* [Enunciado 1]:
Responda com base no trecho sobre jornalismo e animação:
(a) Em quais jornais o entrevistado trabalhou?
(b) Qual livro de H. L. Mencken é citado?
(c) Em que festival a animação Praxedes ganhou um prêmio?

* [Trecho exibido]:
=-=-=

BM: Trabalhei em 3 jornais: Globo, Jornal dos Sports e Jornal do Brasil. Era muito ingênuo na época e foi ali que eu aprendi coisas fundamentais, como apreciar um bom desenho. Não tinha referência de quase nada na época, apenas um ranço de quadrinhos de super-herói. Que é muito legal também, mas era a única coisa que eu tinha. O ambiente jornalístico me estimulou a ler, reforçou um hábito. Mas falando de uma paixão jornalística, não posso deixar de mencionar H. L. Mencken, considerado por muitos o maior jornalista americano da primeira metade do séc. XX. O 'Livro dos Insultos' é a fusão perfeita de jornalismo, literatura e humor. Em relação à animação: foi ótimo ter feito essa pós. Hoje faço alguns frilas de videografismo. Infelizmente, até hoje eu só consegui produzir uma animação autoral, Praxedes, que ganhou um prêmio no Festival de Animação Erótica.

=-=-=

[Trechos de dados de apontamento]
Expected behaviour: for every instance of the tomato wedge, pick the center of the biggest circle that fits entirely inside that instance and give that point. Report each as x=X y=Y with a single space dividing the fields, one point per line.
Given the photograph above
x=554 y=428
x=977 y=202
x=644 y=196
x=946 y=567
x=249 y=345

=-=-=

* [Enunciado 2]:
Reproduza sem nenhuma alteração todas as linhas dos registros acima.

* [Resposta final 1]:
(a) Globo, Jornal dos Sports e Jornal do Brasil.
(b) O 'Livro dos Insultos'.
(c) No Festival de Animação Erótica.

* [Resposta final 2]:
Expected behaviour: for every instance of the tomato wedge, pick the center of the biggest circle that fits entirely inside that instance and give that point. Report each as x=X y=Y with a single space dividing the fields, one point per line.
Given the photograph above
x=554 y=428
x=977 y=202
x=644 y=196
x=946 y=567
x=249 y=345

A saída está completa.